[Extracted records]
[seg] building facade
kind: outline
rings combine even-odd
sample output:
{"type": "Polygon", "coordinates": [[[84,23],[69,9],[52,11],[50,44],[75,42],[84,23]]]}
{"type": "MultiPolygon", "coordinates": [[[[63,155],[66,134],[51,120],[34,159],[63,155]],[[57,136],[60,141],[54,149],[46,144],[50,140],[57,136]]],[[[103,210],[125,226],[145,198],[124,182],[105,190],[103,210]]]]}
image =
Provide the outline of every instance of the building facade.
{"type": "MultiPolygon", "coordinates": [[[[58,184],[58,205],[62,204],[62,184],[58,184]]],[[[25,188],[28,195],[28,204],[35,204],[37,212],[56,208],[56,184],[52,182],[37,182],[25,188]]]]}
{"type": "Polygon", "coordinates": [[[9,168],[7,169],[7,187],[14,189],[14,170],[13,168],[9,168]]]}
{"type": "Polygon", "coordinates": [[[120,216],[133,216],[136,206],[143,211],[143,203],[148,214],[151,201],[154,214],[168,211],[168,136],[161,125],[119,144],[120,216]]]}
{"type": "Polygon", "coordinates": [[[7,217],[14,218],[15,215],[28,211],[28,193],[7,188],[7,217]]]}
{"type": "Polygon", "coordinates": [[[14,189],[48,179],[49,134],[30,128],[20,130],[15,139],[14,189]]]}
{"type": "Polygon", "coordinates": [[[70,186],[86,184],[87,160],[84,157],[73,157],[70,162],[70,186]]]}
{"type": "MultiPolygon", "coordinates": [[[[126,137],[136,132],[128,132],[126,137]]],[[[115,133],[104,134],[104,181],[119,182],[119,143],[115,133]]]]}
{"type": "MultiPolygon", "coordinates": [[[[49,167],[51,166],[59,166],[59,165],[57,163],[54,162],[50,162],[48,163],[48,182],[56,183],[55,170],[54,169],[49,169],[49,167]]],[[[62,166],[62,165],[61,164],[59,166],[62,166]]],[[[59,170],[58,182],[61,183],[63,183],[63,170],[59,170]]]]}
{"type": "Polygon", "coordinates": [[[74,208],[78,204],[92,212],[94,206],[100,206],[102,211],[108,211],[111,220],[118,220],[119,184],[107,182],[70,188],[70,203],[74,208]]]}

» **To be done**:
List each line above that contains the string "building".

» **Answer to this exercise**:
[seg] building facade
Provide the outline of every instance of the building facade.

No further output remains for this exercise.